Nel 2016 il concorrente Jean Ping aveva organizzato una campagna di disobbedienza civile contro i risultati delle presidenziali del 2016 e boicottato le legislative per l’assemblea nazionale del 2018 assieme agli altri leader dell’opposizione. Nessun risultato. Nel 2016 la Corte costituzionale al riconteggio riconfermerà sia la vittoria di Ali Bongo e nel 2018 l’esito delle legislative. Nel marzo 2022 Ali Bongo annuncia di correre per il terzo mandato. A settembre il leader dell’opposizione Guy Nzouba-Ndama, considerato un potenziale candidato a presidente, viene arrestato al confine con la Repubblica del Congo dopo aver presumibilmente trasportato quasi 1,9 milioni di dollari (1,2 miliardi di franchi centrafricani) in denaro non dichiarato. Il suo posto verrà preso da Albert Ondo Ossa, che ha da sempre denunciato le irregolarità dell’intero processo elettorale e del risultato finale. L’isolamento dell’opposizione continua con l’annullamento da parte della giunta delle elezioni. La presa del potere da parte dei militari potrebbe essere un ulteriore tentativo di tenere il potere in mano alla casata non dando quindi la possibilità all’opposizione di salire al potere, sebbene lo stesso Ossa sia stato coinvolto nei negoziati con il presidente centrafricano Faustin Archange Tuadéra, inviato speciale della Comunità economica degli Stati centrali (ECCAS).
Al momento l’opposizione reclama la vittoria mutilata, il capo dei golpisti ribatte sottolineando la poca chiarezza del processo elettorale e assicura che il riconteggio dei voti porterebbe allo stesso risultato, ovvero la vittoria di Bongo. Un processo elettorale interrotto che lascia molti dubbi.
Il generale ha giurato il 5 settembre come presidente della transizione promettendo la restituzione del potere ai civili, attraverso vere e libere elezioni. L’alternanza democratica sembra scardinata da un golpe di palazzo. Guarderemo le mosse del governo di transizione per comprendere la direzione di questo colpo di mano interno alla famiglia. Certo è che una crisi post elettorale poteva essere risolta diversamente. Nel frattempo il 7 settembre è stato nominato a Primo Ministro della transizione Raymond Dong Sima, un volto già noto nelle precedenti amministrazioni in quando aveva già ricoperto questo ruolo tra il 2012 e il 2014. Frutto dell’accordo tra il Comitato di Transizione e l’opposizione, questo personaggio si sarebbe dovuto presentare alle elezioni, prima di cedere il posto di candidato ad Ossa. Dal colpo di stato dello scorso 30 agosto ha sempre manifestato a favore dei golpisti e del capo della transizione Oligui, tant’è da essere presente alla cerimonia di investitura del presidente, accanto ad alcuni altri membri di Alternance 2023, piattaforma da cui stava cercando di allontanarsi a causa di attriti interni.

### Righe estratte
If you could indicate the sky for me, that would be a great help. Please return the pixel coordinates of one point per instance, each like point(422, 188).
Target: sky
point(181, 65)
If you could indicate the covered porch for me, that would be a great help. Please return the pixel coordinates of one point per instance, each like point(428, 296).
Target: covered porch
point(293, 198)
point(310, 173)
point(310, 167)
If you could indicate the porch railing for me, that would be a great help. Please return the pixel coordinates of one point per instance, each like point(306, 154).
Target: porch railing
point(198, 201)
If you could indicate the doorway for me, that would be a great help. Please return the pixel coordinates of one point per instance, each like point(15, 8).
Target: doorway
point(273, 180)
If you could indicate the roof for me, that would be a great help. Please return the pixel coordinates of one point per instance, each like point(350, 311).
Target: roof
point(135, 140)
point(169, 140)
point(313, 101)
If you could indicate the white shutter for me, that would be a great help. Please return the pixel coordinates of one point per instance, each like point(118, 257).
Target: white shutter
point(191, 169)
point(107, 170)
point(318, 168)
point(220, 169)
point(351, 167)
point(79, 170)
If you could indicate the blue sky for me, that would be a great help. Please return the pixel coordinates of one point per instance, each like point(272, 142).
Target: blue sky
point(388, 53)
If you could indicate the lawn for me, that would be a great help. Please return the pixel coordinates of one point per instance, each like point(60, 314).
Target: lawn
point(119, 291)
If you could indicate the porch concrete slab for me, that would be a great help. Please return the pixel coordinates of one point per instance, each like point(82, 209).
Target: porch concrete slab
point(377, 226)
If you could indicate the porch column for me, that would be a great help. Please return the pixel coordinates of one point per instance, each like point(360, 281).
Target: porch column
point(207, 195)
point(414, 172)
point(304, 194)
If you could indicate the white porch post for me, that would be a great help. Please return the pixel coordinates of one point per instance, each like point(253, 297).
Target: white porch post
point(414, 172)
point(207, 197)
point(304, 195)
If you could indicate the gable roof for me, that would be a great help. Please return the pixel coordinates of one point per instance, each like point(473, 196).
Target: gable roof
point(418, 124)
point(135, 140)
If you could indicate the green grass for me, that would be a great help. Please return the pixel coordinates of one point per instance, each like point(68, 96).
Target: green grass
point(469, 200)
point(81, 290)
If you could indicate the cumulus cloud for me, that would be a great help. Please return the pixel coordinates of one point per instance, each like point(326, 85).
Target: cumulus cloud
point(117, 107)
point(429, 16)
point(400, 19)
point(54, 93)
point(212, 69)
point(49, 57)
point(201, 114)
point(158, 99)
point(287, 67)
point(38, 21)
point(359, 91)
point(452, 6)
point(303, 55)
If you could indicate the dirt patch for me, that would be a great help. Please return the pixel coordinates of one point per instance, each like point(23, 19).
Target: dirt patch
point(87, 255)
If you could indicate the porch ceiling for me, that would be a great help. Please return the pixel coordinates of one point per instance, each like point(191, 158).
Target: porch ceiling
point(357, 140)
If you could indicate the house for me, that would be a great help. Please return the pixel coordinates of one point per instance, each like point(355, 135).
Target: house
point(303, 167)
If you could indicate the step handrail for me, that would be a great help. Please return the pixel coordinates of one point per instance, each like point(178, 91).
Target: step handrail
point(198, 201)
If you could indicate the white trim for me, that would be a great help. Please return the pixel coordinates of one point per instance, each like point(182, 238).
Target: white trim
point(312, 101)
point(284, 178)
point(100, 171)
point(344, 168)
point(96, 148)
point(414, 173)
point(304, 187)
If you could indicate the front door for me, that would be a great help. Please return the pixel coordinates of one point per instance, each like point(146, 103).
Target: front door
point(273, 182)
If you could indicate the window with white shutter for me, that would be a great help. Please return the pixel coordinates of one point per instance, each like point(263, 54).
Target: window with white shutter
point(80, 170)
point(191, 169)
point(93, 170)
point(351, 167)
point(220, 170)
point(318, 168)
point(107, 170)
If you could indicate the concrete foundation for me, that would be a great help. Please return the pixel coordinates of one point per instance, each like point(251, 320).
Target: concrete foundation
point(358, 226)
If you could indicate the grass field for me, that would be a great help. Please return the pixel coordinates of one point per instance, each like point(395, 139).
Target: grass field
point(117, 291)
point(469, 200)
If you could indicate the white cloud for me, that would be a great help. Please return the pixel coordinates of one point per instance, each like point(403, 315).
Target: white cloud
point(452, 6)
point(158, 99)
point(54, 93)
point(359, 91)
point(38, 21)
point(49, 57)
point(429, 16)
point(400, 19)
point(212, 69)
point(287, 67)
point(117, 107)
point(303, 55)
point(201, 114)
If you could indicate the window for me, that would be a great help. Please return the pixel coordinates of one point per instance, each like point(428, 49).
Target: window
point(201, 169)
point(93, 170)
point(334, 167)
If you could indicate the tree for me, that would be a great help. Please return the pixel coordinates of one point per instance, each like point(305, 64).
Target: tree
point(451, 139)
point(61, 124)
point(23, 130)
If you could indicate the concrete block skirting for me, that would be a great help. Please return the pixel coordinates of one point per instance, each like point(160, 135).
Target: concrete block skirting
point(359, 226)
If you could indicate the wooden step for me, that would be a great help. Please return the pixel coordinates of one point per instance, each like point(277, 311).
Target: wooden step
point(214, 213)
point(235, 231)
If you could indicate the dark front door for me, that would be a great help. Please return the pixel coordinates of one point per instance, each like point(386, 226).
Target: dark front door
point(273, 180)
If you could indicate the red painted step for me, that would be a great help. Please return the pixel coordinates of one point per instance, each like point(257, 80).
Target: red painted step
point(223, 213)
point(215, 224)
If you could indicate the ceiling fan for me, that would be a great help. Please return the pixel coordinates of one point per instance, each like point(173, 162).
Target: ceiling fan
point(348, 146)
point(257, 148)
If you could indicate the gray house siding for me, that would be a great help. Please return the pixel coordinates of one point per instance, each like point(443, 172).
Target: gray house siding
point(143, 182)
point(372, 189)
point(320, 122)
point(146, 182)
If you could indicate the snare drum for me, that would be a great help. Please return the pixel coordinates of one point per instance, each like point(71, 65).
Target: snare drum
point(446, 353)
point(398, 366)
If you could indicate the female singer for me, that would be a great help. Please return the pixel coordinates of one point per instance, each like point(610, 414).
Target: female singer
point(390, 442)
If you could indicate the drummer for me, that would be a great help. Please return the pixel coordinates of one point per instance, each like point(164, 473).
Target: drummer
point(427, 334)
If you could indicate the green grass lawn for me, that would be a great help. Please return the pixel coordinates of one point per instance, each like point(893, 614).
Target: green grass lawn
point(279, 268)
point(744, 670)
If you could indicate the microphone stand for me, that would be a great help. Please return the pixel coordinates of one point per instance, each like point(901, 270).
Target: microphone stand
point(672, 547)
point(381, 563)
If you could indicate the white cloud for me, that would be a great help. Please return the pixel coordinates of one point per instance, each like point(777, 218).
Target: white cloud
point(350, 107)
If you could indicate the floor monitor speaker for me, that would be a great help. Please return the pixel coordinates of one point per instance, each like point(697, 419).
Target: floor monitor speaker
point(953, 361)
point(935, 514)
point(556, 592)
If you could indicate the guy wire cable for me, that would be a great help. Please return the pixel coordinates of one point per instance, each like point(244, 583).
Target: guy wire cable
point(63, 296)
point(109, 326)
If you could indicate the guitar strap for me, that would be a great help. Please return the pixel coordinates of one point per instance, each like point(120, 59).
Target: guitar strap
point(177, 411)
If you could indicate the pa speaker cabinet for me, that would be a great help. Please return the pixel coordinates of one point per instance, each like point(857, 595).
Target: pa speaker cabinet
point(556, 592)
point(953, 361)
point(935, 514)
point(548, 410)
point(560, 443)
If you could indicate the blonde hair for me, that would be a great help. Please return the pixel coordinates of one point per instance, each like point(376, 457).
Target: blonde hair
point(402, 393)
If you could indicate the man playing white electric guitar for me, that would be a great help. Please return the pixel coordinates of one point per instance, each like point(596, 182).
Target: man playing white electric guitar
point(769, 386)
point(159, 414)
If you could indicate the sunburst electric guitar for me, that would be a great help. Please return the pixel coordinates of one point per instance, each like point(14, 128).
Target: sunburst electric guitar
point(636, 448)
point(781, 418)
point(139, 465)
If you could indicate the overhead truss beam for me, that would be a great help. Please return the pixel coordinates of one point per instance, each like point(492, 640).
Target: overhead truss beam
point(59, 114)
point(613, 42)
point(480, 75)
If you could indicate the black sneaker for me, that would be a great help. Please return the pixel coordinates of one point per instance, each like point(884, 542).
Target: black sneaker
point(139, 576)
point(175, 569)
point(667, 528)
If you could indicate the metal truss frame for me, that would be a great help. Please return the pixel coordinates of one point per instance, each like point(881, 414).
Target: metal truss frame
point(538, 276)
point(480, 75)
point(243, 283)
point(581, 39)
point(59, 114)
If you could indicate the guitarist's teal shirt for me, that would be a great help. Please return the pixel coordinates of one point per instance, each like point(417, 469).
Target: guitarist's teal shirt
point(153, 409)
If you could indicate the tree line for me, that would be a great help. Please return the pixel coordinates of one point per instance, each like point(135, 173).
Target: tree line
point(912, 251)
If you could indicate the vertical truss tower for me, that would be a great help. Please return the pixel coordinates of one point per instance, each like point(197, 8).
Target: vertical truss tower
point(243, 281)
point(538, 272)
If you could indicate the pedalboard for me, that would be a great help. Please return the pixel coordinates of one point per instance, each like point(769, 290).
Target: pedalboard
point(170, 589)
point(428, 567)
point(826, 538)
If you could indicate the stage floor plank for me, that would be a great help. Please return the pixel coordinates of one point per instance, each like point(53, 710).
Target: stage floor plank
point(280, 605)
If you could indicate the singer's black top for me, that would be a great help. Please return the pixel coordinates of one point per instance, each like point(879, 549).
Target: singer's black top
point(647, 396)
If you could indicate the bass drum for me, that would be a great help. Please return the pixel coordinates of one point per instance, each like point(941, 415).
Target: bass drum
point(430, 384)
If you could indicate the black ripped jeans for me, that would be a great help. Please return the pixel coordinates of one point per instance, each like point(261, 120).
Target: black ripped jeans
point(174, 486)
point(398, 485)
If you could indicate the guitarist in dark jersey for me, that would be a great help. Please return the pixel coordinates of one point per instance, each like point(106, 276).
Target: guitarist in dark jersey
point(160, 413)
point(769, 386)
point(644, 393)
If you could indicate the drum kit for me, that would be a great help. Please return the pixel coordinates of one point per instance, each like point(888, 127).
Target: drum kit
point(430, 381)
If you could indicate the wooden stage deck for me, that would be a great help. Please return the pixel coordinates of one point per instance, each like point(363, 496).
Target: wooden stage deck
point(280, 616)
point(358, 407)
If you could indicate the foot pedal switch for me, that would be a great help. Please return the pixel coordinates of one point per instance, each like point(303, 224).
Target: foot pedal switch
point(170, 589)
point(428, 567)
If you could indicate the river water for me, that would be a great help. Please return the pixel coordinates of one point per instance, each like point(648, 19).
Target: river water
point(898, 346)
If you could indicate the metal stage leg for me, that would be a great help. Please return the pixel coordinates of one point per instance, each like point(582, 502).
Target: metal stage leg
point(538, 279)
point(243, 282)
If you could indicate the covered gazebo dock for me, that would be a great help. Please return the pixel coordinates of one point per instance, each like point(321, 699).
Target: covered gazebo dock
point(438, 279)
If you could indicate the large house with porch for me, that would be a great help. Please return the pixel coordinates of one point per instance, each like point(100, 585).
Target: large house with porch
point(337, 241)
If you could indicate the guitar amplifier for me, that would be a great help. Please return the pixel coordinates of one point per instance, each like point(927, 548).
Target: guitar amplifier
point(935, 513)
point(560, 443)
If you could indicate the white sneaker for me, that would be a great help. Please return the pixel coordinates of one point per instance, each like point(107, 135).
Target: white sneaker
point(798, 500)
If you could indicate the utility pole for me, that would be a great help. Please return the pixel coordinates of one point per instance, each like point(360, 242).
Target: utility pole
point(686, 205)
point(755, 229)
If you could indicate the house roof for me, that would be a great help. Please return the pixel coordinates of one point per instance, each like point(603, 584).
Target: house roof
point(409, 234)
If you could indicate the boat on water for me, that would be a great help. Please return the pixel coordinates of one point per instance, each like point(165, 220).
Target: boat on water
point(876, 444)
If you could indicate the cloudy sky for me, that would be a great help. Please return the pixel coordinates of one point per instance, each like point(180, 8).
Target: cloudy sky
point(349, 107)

### Lavoro richiesto
Riporta senza modifiche il passo del brano sul colpo di stato che parte dalle parole "Al momento l’opposizione" e si ferma dopo "lascia molti dubbi.". Le righe sono materiale a sé, separato dal brano.

### Soluzione scritta
Al momento l’opposizione reclama la vittoria mutilata, il capo dei golpisti ribatte sottolineando la poca chiarezza del processo elettorale e assicura che il riconteggio dei voti porterebbe allo stesso risultato, ovvero la vittoria di Bongo. Un processo elettorale interrotto che lascia molti dubbi.